→ **What you have to do**
Could you give back every record below exactly, leaving out the pictures?

→ **Dataset extract**

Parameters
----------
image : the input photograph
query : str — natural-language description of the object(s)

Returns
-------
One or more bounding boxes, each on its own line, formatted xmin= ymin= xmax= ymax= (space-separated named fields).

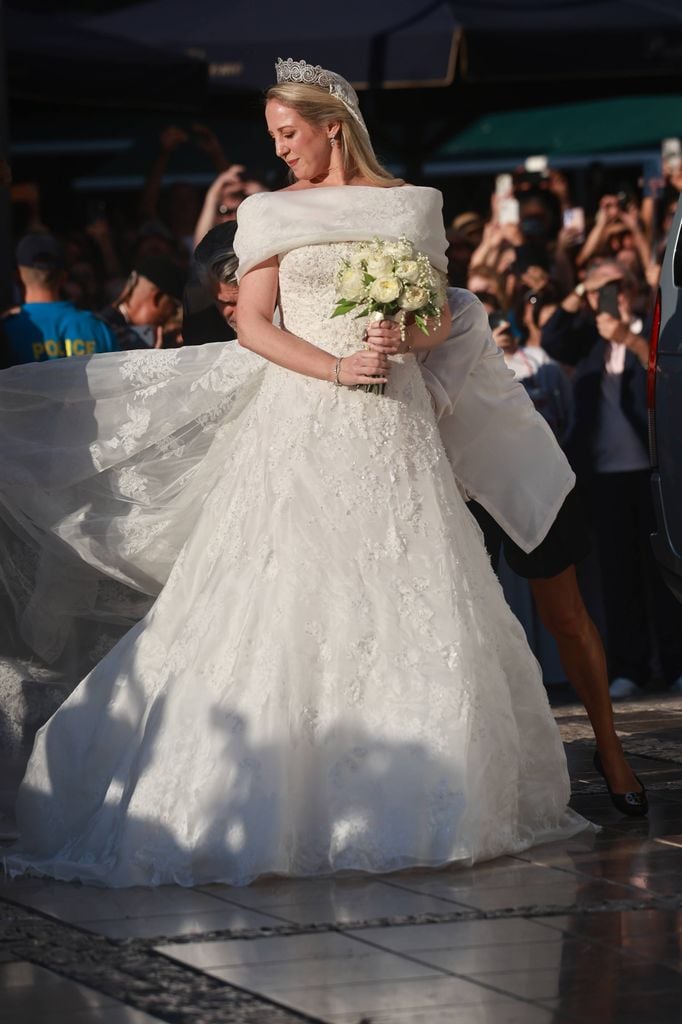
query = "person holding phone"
xmin=541 ymin=261 xmax=682 ymax=701
xmin=577 ymin=194 xmax=651 ymax=274
xmin=587 ymin=265 xmax=648 ymax=367
xmin=193 ymin=166 xmax=269 ymax=249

→ **Exercise answer**
Parameters
----------
image : the input photograph
query : str — natural-language description of the object(s)

Returns
-------
One or more bounding boxes, each on its own line, formatted xmin= ymin= xmax= ymax= (space-separated named fields).

query = "person holding phone"
xmin=541 ymin=261 xmax=682 ymax=701
xmin=577 ymin=194 xmax=651 ymax=274
xmin=587 ymin=265 xmax=648 ymax=367
xmin=193 ymin=166 xmax=269 ymax=249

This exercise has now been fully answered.